> [SHORT TASK]: Every line of the records must be repeated exactly; pictures stay out.

start GIVEN DATA

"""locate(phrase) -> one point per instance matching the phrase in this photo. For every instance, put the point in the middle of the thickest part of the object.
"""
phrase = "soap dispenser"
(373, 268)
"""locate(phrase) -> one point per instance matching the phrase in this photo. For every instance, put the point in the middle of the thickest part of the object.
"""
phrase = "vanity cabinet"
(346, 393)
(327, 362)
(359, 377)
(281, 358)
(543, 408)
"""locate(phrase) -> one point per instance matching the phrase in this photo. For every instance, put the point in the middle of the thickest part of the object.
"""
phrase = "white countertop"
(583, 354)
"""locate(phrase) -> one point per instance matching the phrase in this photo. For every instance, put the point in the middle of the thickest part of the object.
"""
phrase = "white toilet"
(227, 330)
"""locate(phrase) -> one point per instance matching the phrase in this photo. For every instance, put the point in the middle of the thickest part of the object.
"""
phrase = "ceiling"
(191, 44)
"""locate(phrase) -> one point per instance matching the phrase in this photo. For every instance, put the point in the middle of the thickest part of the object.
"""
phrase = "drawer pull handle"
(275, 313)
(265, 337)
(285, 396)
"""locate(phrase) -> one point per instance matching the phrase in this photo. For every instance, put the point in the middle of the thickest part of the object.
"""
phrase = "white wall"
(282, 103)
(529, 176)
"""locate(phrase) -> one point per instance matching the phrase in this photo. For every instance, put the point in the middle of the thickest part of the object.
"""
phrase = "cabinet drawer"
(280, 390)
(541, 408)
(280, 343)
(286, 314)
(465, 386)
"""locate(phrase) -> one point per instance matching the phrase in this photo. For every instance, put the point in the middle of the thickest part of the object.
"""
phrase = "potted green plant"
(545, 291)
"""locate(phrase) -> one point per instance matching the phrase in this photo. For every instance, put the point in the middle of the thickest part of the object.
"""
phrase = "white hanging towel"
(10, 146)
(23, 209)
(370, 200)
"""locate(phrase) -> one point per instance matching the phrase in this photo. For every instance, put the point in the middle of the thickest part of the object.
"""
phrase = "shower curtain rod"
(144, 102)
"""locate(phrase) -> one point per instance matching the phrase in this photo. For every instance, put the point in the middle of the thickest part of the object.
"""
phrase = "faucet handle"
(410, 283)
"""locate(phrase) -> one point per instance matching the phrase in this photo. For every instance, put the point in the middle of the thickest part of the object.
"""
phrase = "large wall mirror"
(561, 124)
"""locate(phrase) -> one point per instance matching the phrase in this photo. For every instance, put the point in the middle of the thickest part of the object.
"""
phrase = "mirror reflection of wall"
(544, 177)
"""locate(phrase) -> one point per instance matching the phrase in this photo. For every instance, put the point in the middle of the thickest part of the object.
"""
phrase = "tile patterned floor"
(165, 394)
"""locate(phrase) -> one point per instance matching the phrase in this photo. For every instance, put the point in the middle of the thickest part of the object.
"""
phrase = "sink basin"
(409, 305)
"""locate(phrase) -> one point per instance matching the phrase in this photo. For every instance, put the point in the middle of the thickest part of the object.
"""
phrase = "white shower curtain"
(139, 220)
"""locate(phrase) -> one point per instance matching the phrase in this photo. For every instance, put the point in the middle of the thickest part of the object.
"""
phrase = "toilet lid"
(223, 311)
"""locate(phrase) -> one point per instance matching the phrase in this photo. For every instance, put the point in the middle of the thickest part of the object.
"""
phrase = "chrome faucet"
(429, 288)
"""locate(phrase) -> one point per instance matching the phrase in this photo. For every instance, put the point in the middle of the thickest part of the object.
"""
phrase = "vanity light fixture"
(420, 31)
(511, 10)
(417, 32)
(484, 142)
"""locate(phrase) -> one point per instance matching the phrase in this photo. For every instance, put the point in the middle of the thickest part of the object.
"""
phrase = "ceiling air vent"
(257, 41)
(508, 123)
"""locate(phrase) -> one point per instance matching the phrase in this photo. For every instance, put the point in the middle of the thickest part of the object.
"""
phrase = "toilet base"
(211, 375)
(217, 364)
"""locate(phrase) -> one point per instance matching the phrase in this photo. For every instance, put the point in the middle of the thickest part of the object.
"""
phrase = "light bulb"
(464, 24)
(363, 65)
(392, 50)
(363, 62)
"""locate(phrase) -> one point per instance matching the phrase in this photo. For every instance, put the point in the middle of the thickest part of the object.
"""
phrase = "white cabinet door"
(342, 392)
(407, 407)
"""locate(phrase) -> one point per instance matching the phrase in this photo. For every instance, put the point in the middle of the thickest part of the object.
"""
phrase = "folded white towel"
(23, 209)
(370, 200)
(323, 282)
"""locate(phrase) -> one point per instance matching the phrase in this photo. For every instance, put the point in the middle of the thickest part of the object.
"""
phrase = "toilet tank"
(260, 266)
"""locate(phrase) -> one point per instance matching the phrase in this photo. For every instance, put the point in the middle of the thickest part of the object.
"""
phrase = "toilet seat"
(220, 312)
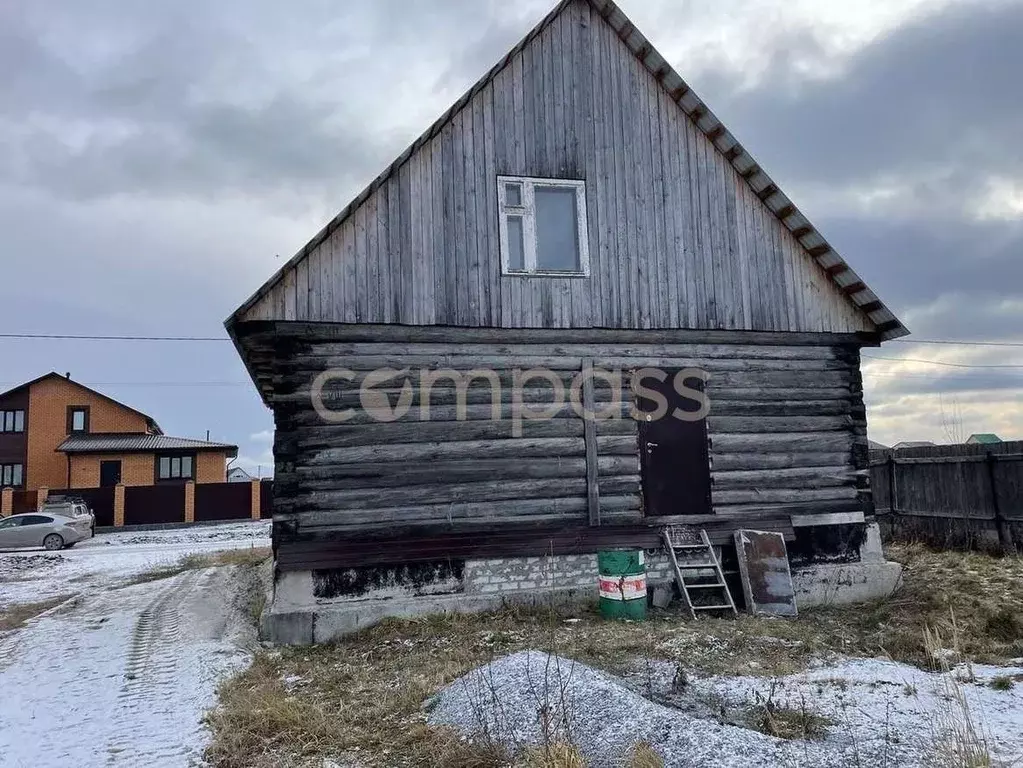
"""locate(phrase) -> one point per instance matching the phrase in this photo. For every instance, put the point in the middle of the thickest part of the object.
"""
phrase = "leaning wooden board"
(763, 566)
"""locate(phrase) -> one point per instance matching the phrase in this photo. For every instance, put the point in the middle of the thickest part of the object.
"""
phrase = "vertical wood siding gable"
(677, 238)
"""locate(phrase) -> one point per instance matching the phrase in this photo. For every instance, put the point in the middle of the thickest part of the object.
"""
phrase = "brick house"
(57, 434)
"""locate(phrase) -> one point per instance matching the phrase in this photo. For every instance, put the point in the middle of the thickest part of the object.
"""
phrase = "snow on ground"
(121, 675)
(881, 713)
(32, 576)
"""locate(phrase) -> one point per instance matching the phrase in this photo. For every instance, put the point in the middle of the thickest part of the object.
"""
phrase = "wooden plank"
(589, 438)
(763, 566)
(369, 332)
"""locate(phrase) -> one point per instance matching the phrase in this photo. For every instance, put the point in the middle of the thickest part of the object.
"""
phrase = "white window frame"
(527, 211)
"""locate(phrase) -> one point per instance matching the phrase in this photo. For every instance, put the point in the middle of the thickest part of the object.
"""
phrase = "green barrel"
(623, 584)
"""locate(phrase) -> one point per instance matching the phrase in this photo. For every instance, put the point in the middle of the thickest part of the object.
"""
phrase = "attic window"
(543, 226)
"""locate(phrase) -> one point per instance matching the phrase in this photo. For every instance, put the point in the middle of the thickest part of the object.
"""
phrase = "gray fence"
(962, 496)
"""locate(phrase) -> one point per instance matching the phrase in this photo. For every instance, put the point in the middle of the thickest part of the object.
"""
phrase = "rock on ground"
(879, 713)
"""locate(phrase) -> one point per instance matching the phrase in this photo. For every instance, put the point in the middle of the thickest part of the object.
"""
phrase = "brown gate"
(223, 501)
(147, 505)
(100, 501)
(266, 499)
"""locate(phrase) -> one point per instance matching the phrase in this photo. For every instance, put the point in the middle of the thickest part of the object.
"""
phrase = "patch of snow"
(32, 576)
(881, 713)
(122, 677)
(521, 697)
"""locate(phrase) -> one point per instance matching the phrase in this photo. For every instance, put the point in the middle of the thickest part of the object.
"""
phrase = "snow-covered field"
(121, 675)
(107, 559)
(878, 713)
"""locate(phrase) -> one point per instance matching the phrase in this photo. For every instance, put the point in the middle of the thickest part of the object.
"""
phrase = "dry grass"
(552, 756)
(363, 694)
(245, 557)
(643, 756)
(960, 738)
(14, 617)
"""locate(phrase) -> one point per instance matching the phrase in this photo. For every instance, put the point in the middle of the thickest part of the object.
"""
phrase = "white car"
(62, 506)
(51, 532)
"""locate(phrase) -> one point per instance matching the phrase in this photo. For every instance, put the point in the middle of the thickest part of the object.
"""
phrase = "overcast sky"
(159, 161)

end GIVEN DATA

> [RESULT FOR THIS TASK]:
"""locate(phrase) -> one point per instance matching the phrase in this photo. For every instance, put the point in the middle of the thickest part of the object.
"""
phrase = "soap dispenser"
(373, 268)
"""locate(phrase) -> one point per instance matching the phrase in this photo. For every instance, put the point in the middle of the thickest part of the object.
"""
phrase = "vanity cabinet"
(346, 393)
(327, 362)
(359, 377)
(281, 358)
(543, 408)
"""locate(phrase) -> one point per instance matching the phrase in this photo. For every instance, put the point in the middle of the thickest part of the object.
"""
phrase = "white countertop"
(583, 354)
"""locate(phrase) -> one point per instance matching the phrase in this photo. For every instance, put the point in the middle of the thickest part of the object.
"""
phrase = "white toilet"
(227, 330)
"""locate(phrase) -> one point per instance matching the phrase in this photo. For every instance, put the point in the middle of the thickest part of the object.
"""
phrase = "ceiling"
(191, 44)
"""locate(phrase) -> one point per instance matching the phrase in this photo. For every instance, put the point in the middle of the thickest part of the object.
"""
phrase = "drawer pull handle"
(275, 313)
(265, 337)
(285, 396)
"""locate(phrase) -> one point per instance matching the phrase in this photo. For every instance, put the point in the middle of the thickest part of the object.
"""
phrase = "white wall"
(282, 103)
(529, 176)
"""locate(phrase) -> one point per instance matching the phrase in this photo. For every instance, put the point in the middle of the thickest part of the object.
"""
phrase = "cabinet drawer"
(280, 390)
(541, 408)
(280, 343)
(286, 314)
(465, 386)
"""locate(phrase) -> one point per instance matching the phrase in this photo. For every instance, put the point in the middle of the thickest part of the object.
"""
phrase = "potted green plant"
(545, 291)
"""locate(phrase) -> one point per instance matching the phrase in this photo. For every instance, put the point in the middle of the thickest part of the object.
"""
phrase = "white hanging towel"
(10, 146)
(23, 209)
(370, 200)
"""locate(phrase) -> one point per instance matching the phrase in this photo. For every instance, put the point in the middle of the thickest part of the object.
"""
phrase = "shower curtain rod"
(144, 102)
"""locate(phrase) -> one point per instance matching the phrase in this photo. For every instance, put the point in the middle of the thickest part of the object.
"""
phrase = "faucet handle"
(410, 283)
"""locate(phrase) -> one point per instance matching the phrase in this photo. For every instance, put the point in the middle of the thickest part of the object.
"""
phrase = "large wall mirror"
(561, 124)
"""locate(phrase) -> one point per instance matching the phrase in this photo. For every instance, put the point in the middle of the thickest part of the object.
"""
phrase = "mirror reflection of wall"
(544, 177)
"""locate(phrase) -> one point per instance matching the phrase in this photo. For every instance, put the point in the middle of the thickest part of the object.
"""
phrase = "tile patterned floor"
(165, 394)
"""locate(phrase) -> one point per instance matching the phrase in this photo. For every instance, put the point in the middle of the thickest part of the object.
"""
phrase = "sink basin"
(409, 305)
"""locate(phrase) -> one point per instance matching the phrase in this photo. For every instance, put the point in the middle of the thickest part of the object.
"""
phrase = "white shower curtain"
(139, 220)
"""locate(phrase) -> one point per instance matching the phrase in this photo. For every instance, put the point in the middle of the thickest part of the object.
"""
phrase = "toilet lid"
(223, 311)
"""locate(phrase) -> one point per instance matching the phrase in this photo. For every instance, put the point in the middle of the thickest part of the object.
"""
phrase = "chrome faucet"
(429, 288)
"""locate(phrase) -> one point per instance matching the phrase in this photo. For every instance, put the point in the middle of the thickest part of the object.
"""
phrase = "vanity light fixture"
(420, 31)
(511, 10)
(417, 32)
(484, 142)
"""locate(phrase) -> one point per instance matching the phrase in this photo. For every instance, put the point in the middle of the thickest part of the object.
"""
phrase = "ceiling air vent"
(257, 41)
(508, 123)
"""locate(phrase) -> one point per instance matching the phrase in this photo. For every instance, put the point in the middle of the thickest part of the object.
"""
phrase = "toilet base"
(211, 375)
(217, 364)
"""locate(phrase) -> one point per instance matching the phrase in this photo. For every instance, put the point in the middle of the thickest part of the object.
"""
phrase = "light bulb"
(464, 24)
(363, 65)
(392, 50)
(363, 62)
"""locate(phrase) -> one point per instance matching the phrase in this photo. For every instance, put the point in the middle of the thickest part of the object.
"""
phrase = "white cabinet door"
(342, 392)
(407, 407)
"""locate(phrase) -> one point per instance matching the phrase in this photo. For every instance, put the point in the middle of the thickest part of the object.
"""
phrase = "folded white towel"
(23, 209)
(370, 200)
(323, 282)
"""locate(phrase) -> one point per instance matching the phrase in this photo. For every instance, put the point in the middle of the thickest part of the object.
"""
phrase = "toilet tank"
(260, 266)
"""locate(phrase) -> one point per instance matching the phrase in this photo. For every instance, put the point in the middle of the thickest part of the object.
"""
phrase = "toilet seat"
(220, 312)
"""locate(phrase) -> one point per instance matching the phrase in this photo. For every instance, put the point in the middle of the thickest part of the object.
"""
phrase = "leaning wooden board"
(763, 566)
"""locate(phrase) -> one point per instance matching the phrase in this photo. For every instance, put the point in the middle of the thickest part of the object.
"""
phrase = "vertical wood siding gable"
(677, 238)
"""locate(phrase) -> one point per instance matching the phrase in this photo. For every instance, put the point in the middle of the thickest part of the object.
"""
phrase = "brick house"
(57, 434)
"""locate(phrase) -> one point per instance matching the phrase in this photo. For every instance, put the point in the middle of the thickest part of the object.
"""
phrase = "snow on ground"
(121, 675)
(881, 713)
(32, 576)
"""locate(phrase) -> one point per instance matching the phrase in this photo. For every instance, put the point in the middle of the thickest part of the object.
"""
phrase = "wooden plank"
(589, 438)
(763, 566)
(369, 332)
"""locate(phrase) -> one point per instance matching the phrase in this photo. For every instance, put the point in the middle of the thickest part of the object.
"""
phrase = "white window frame"
(527, 211)
"""locate(phrase) -> one point per instance matching the phrase in this photo. For every instance, put the point in the middle of the thickest part of the object.
"""
phrase = "green barrel"
(623, 584)
"""locate(phrase) -> one point per instance matching the phrase in this photo. For every instance, put the point in the middle of the thickest part of the object.
"""
phrase = "attic window"
(543, 226)
"""locate(phrase) -> one point per instance matching the phrase in this photo. For every instance, put the point in the middle of the thickest part of the object.
"""
phrase = "gray fence"
(962, 496)
"""locate(phrase) -> one point per instance matching the phrase in this photo. For every instance, put the point in the middle of the thickest part of the object.
"""
phrase = "rock on ground"
(879, 713)
"""locate(phrase) -> one point per instance matching the phrase in this photo. For every instance, put the point in the middle of the thickest part of the object.
"""
phrase = "brown gate"
(223, 501)
(147, 505)
(100, 501)
(266, 499)
"""locate(phrase) -> one point per instance matching the phrase in this photo. For every instance, put the point in the middle of the thickest part of the object.
"""
phrase = "patch of snow"
(32, 576)
(881, 713)
(122, 677)
(521, 697)
"""locate(phrase) -> one point per instance matching the phrase in this photo. For every instance, put the point in the middle of the thickest part of the object.
"""
phrase = "snow-covered field"
(121, 675)
(107, 559)
(878, 713)
"""locate(phrase) -> one point per instance matching the phrase in this photo. For every instance, put the point in the middle of the thickest part of the object.
"""
phrase = "dry grass"
(552, 756)
(363, 694)
(245, 557)
(643, 756)
(960, 738)
(14, 617)
"""locate(phrase) -> one point per instance matching the phrase in this photo. For every instance, put the point in the middle of the thickest part of the object.
"""
phrase = "white car"
(62, 506)
(51, 532)
"""locate(phrase) -> one point per instance matching the phrase in this photo. For every instance, put the point in the middle of the thickest part of the object.
"""
phrase = "overcast sky"
(159, 161)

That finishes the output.